● Text shown
------------------------------
Coal mines in India - a potential major export market for Australia - are also threatened by community opposition.

The report also concludes Australian coal-fired power plants face a "utility death spiral" of falling profitability and value because of declining electricity demand and the growth and projected cost-competitiveness of renewable alternatives.

Australia's "dispersed populations, plentiful sun and falling electricity demand spells the perfect storm" for conventional power companies, it says.

With Australia's annual electricity demand growth forecast at a modest two per cent, the report says, there is more potential for renewables to displace coal in power generation than there is in high-growth markets such as India.

"Utilities exposed to the utility death spiral and related market forces face losses of profitability, lower credit ratings and falling share prices," the report says.

Report author Ben Caldecott said it documented environmental risk faced by coal companies and would help investors, civil society and managers compare companies' environmental performance.
------------------------------
● Excerpts of pointing data
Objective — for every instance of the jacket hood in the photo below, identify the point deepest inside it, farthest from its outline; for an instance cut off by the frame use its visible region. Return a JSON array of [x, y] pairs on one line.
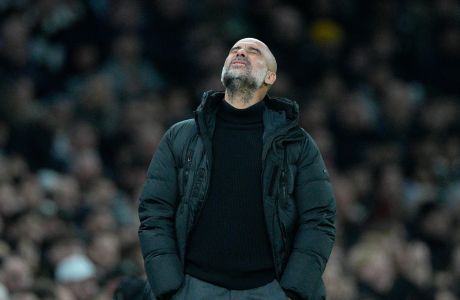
[[279, 112], [211, 99]]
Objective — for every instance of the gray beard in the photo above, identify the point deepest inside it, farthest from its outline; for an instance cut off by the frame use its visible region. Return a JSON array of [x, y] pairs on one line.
[[240, 87]]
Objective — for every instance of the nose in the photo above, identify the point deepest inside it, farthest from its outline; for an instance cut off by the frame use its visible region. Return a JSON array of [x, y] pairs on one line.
[[241, 52]]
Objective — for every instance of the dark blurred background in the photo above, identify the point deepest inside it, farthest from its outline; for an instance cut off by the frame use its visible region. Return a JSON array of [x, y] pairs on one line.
[[87, 88]]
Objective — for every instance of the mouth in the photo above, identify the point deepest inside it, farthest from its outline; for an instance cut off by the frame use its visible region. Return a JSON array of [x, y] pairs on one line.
[[238, 63]]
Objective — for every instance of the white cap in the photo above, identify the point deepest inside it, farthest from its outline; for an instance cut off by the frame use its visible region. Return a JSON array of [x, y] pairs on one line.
[[76, 267]]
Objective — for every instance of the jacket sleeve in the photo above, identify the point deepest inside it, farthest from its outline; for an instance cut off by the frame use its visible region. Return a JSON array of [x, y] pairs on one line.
[[158, 202], [315, 236]]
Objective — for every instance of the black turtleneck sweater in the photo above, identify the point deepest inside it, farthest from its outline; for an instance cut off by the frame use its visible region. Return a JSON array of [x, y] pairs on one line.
[[229, 245]]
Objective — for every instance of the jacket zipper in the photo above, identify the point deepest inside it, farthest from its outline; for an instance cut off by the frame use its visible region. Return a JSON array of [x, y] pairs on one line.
[[188, 165]]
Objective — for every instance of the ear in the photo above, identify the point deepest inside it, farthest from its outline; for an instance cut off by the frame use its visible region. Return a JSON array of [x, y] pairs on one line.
[[270, 78]]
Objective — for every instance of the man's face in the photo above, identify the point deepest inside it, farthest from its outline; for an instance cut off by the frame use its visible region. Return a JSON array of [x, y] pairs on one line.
------------------------------
● Prompt
In the coal power text, can you quote word for word the part that opens with the words containing "The report also" and closes with "companies, it says."?

● In response
The report also concludes Australian coal-fired power plants face a "utility death spiral" of falling profitability and value because of declining electricity demand and the growth and projected cost-competitiveness of renewable alternatives.

Australia's "dispersed populations, plentiful sun and falling electricity demand spells the perfect storm" for conventional power companies, it says.